文本摘录 –
Each input file contains several test cases. The first line gives an integer K (1 < K <= 200). Then K lines follow, each gives a configuration in the format "N Q~1~ Q~2~ ... Q~N~", where 4 <= N <= 1000 and it is guaranteed that 1 <= Q~i~ <= N for all i=1, ..., N. The numbers are separated by spaces.

Output Specification:

For each configuration, if it is a solution to the N queens problem, print "YES" in a line; or "NO" if not.

Sample Input:

4
8 4 6 8 2 7 1 3 5
9 4 6 7 2 8 1 9 5 3
6 1 5 2 6 4 3
5 1 3 5 2 4

Sample Output:

YES
NO
NO
YES

额，没想到暴力膜居然通过了，三层循环嵌套，啧啧；
思路：对于合法的放置， 任意两个棋子不在同一行， 或者连线的斜率不为1或者-1； 如果存在则输出NO， 反之输出YES

#include<iostream>
#include<vector>
using namespace std;
int main(){
  int n, k, i, j;
  cin>>n;
  for(i=1; i<=n; i++){
    cin>>k;
    vector<int> v(k+1);
    bool flag=true;
    for(j=1; j<=k; j++){
      scanf("%d", &v[j]);
      for(int y=1; y<j && flag; y++){
        if(v[j]-v[y]==j-y || v[j]-v[y]==y-j || v[j]==v[y]){
          cout<<"NO"<<endl;
          flag=false;
        }
      }
    }
    if(flag) cout<<"YES"<<endl;
  }
  return 0;
}

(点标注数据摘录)
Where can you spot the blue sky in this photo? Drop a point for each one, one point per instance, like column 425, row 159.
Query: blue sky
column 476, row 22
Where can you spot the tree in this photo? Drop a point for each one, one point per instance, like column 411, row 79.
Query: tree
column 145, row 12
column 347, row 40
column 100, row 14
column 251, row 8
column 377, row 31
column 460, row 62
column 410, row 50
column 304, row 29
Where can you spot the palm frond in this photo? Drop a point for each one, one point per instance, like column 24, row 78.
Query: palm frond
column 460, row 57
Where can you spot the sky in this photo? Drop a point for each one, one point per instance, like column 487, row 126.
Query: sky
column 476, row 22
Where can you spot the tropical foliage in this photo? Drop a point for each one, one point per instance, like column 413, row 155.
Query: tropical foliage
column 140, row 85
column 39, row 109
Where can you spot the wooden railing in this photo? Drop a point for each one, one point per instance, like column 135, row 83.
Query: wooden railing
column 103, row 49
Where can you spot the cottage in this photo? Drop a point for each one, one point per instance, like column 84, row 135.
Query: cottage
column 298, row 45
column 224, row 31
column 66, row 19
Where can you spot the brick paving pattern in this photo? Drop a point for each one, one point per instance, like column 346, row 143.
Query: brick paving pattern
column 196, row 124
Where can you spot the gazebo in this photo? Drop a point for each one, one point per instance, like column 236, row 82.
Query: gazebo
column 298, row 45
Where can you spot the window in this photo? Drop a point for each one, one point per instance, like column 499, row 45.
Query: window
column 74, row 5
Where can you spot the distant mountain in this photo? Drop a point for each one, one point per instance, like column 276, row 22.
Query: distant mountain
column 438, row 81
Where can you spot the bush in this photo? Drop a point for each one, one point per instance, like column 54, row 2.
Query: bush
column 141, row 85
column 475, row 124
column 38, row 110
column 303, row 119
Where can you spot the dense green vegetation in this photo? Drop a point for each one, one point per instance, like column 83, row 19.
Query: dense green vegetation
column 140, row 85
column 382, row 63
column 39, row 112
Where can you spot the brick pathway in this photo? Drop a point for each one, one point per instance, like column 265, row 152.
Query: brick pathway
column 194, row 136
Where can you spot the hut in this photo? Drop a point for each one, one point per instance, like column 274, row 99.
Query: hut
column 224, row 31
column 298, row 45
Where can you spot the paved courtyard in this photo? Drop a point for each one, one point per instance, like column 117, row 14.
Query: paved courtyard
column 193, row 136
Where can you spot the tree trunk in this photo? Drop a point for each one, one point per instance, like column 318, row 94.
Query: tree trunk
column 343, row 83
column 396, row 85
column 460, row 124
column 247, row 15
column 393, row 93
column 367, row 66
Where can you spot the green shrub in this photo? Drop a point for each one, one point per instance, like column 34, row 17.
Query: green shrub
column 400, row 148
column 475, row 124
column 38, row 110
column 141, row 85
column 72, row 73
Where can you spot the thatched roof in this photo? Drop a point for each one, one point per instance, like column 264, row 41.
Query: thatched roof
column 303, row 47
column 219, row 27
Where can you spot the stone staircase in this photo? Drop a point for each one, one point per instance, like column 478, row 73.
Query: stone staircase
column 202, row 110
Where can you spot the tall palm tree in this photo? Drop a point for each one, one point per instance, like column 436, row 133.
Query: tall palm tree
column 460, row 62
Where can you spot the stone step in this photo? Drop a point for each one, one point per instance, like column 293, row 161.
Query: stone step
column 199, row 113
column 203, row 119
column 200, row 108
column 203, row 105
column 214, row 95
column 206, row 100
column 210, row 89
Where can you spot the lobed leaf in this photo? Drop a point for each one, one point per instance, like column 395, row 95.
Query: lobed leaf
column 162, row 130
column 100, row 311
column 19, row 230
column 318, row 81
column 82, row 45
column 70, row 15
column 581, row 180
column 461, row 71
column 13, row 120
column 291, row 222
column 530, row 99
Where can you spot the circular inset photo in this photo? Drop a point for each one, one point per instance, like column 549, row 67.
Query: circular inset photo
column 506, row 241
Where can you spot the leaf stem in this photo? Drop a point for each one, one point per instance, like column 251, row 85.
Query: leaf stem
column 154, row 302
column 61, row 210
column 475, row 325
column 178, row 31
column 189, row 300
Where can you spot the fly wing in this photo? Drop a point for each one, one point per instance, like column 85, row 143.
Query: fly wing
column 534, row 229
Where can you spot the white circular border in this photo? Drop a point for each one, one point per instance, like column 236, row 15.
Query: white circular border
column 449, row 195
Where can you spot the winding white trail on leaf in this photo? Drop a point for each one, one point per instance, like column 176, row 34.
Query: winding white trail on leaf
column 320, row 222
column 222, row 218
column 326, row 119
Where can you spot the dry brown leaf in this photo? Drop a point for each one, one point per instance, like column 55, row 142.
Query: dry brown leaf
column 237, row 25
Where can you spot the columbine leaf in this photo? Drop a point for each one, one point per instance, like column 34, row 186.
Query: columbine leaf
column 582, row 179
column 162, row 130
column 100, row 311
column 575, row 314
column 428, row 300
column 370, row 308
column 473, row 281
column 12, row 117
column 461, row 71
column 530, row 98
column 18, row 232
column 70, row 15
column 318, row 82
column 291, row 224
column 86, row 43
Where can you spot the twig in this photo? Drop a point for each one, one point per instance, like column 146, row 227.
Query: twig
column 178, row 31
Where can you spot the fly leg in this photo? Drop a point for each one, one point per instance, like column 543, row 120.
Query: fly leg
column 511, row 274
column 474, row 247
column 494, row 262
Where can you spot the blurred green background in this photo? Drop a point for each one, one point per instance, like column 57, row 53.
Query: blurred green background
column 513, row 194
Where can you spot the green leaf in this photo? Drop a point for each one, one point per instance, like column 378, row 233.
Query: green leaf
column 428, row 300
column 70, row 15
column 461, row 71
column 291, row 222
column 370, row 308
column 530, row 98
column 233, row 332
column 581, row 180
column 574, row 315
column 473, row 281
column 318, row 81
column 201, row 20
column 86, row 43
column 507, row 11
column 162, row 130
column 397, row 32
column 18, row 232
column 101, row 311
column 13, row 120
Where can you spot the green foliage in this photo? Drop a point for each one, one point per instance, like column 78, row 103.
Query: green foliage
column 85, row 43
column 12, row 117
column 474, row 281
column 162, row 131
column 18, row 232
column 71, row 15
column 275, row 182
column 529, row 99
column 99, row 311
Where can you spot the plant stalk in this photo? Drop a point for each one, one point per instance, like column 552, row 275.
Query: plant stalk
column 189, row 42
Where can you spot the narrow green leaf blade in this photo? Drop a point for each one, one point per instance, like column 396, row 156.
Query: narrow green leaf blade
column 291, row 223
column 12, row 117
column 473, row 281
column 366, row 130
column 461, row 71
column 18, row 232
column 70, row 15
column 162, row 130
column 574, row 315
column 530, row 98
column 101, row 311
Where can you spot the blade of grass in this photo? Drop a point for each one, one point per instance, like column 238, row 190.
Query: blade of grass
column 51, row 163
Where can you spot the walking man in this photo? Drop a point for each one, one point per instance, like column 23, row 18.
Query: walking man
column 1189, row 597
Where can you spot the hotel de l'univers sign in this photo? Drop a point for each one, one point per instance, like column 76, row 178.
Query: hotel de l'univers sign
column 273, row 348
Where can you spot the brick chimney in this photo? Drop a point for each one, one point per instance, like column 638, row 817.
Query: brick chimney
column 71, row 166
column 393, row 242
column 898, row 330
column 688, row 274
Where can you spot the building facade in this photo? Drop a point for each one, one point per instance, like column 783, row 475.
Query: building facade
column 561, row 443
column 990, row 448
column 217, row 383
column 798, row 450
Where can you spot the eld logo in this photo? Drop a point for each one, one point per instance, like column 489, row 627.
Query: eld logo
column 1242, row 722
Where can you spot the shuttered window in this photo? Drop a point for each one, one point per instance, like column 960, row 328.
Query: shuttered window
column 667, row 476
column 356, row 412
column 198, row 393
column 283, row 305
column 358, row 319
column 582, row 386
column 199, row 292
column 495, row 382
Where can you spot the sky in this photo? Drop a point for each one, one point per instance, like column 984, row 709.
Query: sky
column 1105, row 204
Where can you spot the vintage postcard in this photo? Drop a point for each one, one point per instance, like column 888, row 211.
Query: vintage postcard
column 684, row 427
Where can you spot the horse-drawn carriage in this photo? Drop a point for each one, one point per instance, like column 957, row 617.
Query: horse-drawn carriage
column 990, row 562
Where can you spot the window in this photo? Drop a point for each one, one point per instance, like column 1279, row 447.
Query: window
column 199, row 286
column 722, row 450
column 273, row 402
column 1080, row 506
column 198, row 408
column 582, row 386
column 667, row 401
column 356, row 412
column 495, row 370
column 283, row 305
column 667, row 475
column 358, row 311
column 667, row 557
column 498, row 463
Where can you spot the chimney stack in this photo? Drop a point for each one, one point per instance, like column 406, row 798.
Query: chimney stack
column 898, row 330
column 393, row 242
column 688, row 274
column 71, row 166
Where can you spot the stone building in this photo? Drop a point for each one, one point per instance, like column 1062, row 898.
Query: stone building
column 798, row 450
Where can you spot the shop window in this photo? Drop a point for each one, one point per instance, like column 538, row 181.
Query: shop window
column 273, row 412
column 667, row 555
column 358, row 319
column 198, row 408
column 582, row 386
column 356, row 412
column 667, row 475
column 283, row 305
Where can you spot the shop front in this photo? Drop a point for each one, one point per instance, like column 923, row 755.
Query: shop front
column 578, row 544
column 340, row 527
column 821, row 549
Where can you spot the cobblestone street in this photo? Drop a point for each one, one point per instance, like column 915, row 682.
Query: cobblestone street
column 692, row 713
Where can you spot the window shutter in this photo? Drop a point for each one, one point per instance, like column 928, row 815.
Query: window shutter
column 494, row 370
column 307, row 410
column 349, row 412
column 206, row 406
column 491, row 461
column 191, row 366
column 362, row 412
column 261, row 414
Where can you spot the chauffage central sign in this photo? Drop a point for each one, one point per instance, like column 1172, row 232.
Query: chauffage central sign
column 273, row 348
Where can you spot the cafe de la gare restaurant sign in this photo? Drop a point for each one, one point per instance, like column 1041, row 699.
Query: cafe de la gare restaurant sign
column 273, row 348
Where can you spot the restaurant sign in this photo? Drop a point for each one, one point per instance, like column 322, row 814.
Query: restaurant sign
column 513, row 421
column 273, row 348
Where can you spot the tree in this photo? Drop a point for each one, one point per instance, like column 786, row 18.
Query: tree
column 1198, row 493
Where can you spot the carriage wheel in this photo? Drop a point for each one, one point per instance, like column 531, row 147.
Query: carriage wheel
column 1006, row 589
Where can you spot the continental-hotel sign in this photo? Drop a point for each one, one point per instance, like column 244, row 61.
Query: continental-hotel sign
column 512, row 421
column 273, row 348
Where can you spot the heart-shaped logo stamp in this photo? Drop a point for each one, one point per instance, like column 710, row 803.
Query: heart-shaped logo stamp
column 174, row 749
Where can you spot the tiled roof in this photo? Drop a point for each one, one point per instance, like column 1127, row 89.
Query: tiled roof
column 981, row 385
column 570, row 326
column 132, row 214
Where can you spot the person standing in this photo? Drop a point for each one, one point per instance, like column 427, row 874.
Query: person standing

任务要求 –
根据这段关于N皇后问题的文本回答：
(a) 第一行给出的整数K的取值范围是什么？
(b) 样例输出的第二行是什么？
(c) 文中的思路指出，合法放置时任意两个棋子连线的斜率不能是哪两个值？
作答时只依据文本内容。

本题答案 –
(a) 1 < K <= 200
(b) NO
(c) 1和-1